-- begin TASK DATA --

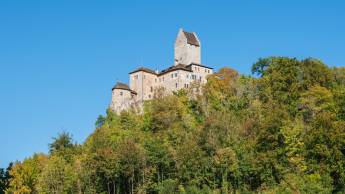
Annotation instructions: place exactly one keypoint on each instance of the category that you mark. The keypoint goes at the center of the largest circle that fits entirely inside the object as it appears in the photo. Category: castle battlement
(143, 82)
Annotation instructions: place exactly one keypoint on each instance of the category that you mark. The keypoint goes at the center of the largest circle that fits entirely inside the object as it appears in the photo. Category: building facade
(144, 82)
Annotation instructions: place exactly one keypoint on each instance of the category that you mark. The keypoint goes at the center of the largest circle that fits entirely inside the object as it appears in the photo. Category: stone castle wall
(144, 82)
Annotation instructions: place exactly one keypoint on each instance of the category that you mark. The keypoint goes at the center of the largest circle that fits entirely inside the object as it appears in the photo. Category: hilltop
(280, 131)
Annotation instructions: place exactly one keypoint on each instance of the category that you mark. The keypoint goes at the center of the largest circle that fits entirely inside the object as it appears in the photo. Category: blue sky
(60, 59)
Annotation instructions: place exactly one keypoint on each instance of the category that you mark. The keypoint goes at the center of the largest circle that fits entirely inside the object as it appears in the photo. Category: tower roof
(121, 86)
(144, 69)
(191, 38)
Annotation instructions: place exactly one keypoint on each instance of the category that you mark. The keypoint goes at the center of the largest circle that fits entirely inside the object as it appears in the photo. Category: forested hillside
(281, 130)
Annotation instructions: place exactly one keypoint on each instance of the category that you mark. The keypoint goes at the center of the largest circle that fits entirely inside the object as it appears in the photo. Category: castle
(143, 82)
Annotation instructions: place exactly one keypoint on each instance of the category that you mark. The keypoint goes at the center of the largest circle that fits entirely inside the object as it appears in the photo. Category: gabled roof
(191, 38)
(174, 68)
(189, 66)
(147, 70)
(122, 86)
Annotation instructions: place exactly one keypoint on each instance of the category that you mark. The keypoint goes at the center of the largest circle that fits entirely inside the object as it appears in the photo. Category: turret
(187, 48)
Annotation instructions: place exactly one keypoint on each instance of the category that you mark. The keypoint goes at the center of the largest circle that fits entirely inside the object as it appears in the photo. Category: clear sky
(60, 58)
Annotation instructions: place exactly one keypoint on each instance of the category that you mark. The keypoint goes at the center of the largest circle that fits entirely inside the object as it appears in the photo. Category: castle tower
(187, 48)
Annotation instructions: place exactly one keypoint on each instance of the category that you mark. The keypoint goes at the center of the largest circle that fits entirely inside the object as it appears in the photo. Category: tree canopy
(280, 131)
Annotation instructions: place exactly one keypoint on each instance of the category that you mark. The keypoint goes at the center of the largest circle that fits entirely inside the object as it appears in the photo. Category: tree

-- end TASK DATA --
-- begin TASK DATA --

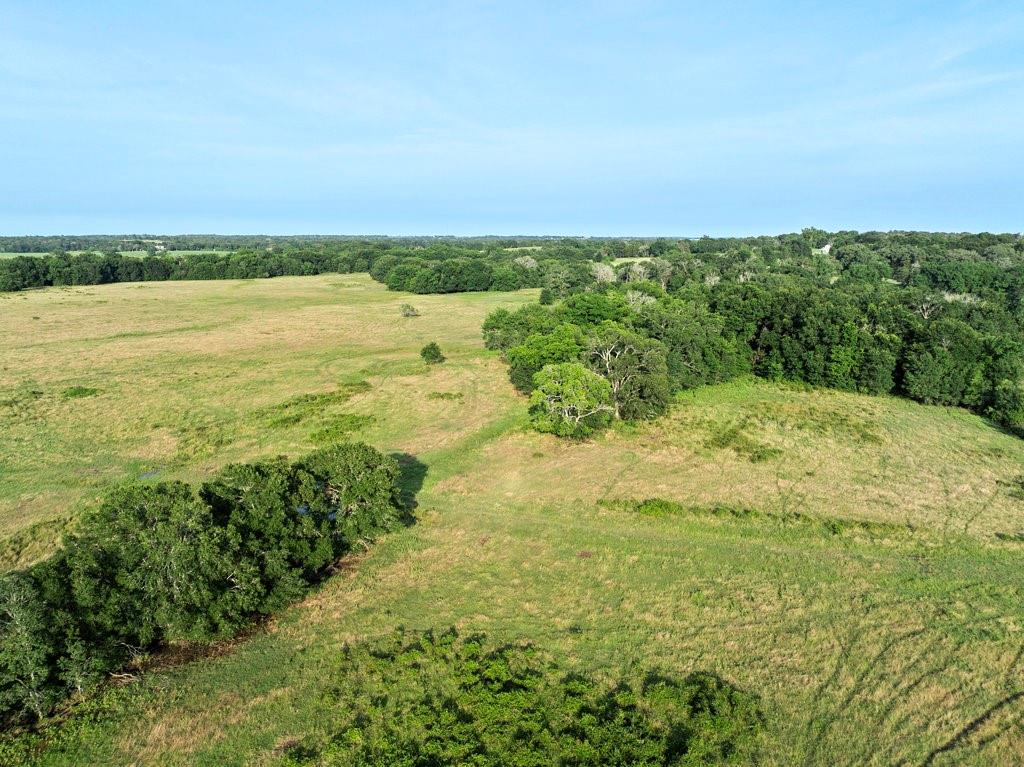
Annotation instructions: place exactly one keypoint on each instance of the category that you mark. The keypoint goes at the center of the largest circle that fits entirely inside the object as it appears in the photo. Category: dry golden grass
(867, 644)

-- end TASK DATA --
-- begin TASK DATA --

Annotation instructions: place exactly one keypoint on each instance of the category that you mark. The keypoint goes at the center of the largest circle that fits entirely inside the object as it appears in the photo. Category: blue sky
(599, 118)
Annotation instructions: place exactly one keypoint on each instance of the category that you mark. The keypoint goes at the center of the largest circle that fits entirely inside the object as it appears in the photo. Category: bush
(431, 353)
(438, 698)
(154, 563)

-- end TASK DATA --

TASK TO COMPLETE:
How many of the rows above contain the word "clear"? Reply with the number alone.

TASK OUTPUT:
1